▶ **Text to read**:
The 2007–08 season is Sydney FC's third season of football (soccer) in Australia. The club finished seventh in the A-League Pre-season Challenge Cup and competed in the 2007–08 A-League season.

After a disappointing start to the season, the club sacked coach Branko Čulina in October, and appointed John Kosmina. The team recovered from its poor start to finish third on the league table, securing a place in the finals series but being eliminated in the semi-final by Queensland Roar.

The club represented Australia at the Pan-Pacific Championship in February 2008 and finished fourth after losing to American MLS sides Houston Dynamo and Los Angeles Galaxy.

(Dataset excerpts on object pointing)
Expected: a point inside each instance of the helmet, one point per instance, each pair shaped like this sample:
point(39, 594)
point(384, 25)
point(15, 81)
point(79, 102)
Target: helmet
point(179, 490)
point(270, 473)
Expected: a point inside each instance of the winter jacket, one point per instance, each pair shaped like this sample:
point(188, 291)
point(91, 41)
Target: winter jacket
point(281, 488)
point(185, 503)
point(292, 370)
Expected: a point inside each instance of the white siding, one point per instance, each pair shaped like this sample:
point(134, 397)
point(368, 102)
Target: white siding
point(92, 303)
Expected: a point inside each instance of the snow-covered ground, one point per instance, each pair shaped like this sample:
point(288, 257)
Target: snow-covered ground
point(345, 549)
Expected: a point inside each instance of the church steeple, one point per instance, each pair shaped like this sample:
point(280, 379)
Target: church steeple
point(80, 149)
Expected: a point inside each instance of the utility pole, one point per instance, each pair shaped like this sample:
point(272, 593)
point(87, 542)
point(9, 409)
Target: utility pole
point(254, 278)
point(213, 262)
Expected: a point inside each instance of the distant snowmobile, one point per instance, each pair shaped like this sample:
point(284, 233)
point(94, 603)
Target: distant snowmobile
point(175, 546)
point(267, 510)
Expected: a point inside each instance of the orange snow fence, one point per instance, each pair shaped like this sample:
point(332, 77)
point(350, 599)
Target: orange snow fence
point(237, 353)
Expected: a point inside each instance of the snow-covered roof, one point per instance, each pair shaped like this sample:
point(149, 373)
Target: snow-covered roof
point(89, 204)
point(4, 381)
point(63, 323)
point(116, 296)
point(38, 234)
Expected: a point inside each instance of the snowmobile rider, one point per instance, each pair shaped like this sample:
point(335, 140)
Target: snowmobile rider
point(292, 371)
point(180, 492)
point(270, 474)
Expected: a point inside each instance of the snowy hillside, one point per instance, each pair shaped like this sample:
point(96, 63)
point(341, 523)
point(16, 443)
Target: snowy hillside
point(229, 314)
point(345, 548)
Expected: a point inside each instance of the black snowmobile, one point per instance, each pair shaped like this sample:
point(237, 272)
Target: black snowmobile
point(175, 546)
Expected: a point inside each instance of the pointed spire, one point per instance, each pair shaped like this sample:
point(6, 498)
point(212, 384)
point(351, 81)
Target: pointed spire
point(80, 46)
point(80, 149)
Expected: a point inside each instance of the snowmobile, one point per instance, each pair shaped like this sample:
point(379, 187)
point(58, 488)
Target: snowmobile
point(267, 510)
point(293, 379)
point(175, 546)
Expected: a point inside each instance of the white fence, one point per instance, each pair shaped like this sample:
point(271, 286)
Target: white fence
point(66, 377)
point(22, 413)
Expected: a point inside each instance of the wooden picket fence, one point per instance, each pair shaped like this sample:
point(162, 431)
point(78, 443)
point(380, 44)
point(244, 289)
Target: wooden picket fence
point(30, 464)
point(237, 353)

--

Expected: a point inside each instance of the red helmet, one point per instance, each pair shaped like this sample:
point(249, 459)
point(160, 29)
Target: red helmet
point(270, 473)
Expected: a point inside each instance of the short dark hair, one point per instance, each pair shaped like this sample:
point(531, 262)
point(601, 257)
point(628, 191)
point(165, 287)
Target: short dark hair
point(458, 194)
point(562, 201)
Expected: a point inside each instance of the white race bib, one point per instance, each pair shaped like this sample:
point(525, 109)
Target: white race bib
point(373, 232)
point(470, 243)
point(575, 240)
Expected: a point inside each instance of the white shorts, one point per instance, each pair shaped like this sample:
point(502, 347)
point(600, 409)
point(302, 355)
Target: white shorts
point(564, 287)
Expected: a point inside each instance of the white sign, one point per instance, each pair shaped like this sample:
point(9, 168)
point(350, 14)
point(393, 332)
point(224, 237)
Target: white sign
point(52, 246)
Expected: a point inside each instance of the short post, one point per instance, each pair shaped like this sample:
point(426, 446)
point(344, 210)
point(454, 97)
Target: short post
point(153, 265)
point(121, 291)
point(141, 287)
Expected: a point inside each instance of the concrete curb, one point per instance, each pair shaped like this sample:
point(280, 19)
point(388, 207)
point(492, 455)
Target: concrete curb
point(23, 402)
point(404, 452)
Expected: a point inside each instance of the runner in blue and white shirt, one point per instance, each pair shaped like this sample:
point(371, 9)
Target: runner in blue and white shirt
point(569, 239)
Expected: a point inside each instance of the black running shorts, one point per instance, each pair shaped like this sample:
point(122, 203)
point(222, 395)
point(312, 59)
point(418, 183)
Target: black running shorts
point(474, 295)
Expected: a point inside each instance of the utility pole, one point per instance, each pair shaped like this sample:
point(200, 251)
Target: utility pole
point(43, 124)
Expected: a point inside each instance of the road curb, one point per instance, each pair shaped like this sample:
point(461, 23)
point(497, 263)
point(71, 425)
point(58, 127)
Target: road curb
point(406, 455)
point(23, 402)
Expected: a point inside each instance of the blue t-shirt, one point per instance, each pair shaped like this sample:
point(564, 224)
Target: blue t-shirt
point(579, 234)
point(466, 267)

==

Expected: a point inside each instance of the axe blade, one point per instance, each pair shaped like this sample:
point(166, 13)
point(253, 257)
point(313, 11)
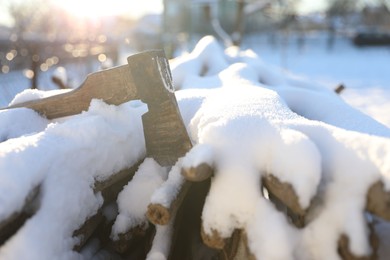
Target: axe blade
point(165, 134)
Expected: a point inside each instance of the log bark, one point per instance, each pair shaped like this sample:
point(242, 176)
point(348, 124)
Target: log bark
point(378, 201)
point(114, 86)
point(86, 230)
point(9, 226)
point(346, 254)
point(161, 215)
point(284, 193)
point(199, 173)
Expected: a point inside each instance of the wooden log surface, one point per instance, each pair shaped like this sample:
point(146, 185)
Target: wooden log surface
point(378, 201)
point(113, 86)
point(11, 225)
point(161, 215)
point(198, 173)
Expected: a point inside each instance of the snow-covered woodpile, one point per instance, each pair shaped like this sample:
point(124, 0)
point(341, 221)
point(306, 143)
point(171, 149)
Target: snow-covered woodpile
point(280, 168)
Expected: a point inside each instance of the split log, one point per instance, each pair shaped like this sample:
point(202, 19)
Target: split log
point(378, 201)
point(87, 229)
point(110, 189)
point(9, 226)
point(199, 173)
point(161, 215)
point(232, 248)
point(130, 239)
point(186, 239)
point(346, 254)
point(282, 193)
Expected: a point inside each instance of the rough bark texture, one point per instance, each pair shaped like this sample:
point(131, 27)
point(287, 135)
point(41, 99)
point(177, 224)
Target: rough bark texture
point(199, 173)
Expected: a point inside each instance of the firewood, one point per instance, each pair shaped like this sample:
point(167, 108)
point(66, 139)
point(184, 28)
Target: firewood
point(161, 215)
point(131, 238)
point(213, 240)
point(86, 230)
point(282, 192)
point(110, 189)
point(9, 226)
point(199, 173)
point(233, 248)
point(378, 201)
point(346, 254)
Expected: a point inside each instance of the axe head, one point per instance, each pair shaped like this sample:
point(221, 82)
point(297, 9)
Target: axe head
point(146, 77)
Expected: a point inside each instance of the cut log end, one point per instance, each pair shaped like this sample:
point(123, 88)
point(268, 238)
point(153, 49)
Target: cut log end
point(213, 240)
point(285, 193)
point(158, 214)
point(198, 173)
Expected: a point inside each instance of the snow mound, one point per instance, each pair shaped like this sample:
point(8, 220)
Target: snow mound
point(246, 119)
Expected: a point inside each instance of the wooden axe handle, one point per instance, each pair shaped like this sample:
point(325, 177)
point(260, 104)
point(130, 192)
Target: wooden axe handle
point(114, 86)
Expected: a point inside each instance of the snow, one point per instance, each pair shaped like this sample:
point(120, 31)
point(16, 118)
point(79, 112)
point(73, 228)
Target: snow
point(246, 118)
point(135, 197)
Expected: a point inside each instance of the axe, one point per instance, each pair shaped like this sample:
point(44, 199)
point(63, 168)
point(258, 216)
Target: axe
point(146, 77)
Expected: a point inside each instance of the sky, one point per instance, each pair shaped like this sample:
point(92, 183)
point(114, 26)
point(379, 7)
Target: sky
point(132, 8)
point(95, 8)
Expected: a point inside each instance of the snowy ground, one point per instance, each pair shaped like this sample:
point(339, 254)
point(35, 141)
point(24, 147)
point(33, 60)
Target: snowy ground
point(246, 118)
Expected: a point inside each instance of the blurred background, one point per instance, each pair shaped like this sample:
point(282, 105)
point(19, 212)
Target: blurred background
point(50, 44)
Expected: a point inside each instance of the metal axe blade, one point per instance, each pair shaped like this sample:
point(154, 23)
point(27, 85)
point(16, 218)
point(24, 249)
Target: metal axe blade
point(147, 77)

▶ **Tasks to perform**:
1. Return the passage of the Sydney FC season text, everything from "The club represented" down to "Los Angeles Galaxy.".
2. Rewrite the records, everything from the line containing "Expected: a point inside each instance of the axe, one" down to the line containing "point(147, 77)", replacing "blurred background" with "out-of-focus background" and leaving all else unchanged.

▶ **Solution set**:
1.
The club represented Australia at the Pan-Pacific Championship in February 2008 and finished fourth after losing to American MLS sides Houston Dynamo and Los Angeles Galaxy.

2.
Expected: a point inside each instance of the axe, one point per instance, each pair shaped like this sample:
point(44, 199)
point(63, 168)
point(258, 216)
Target: axe
point(146, 77)
Expected: a point inside each instance of the sky, one point per instance, each pair shaped like this sample:
point(92, 183)
point(114, 26)
point(379, 7)
Target: sky
point(132, 8)
point(95, 8)
Expected: a point inside each instance of the snowy ground, one point per instance, each pair shaped like this sample:
point(339, 254)
point(35, 141)
point(24, 147)
point(33, 60)
Target: snowy ground
point(246, 118)
Expected: a point inside each instance of the out-of-focus background, one point per instance, each pair shaped like this sample:
point(282, 105)
point(19, 212)
Target: out-of-focus background
point(50, 44)
Expected: a point inside each instance of the metal axe blade, one point per instance, each pair shaped like this sample:
point(154, 23)
point(27, 85)
point(16, 218)
point(24, 249)
Target: metal axe blade
point(147, 77)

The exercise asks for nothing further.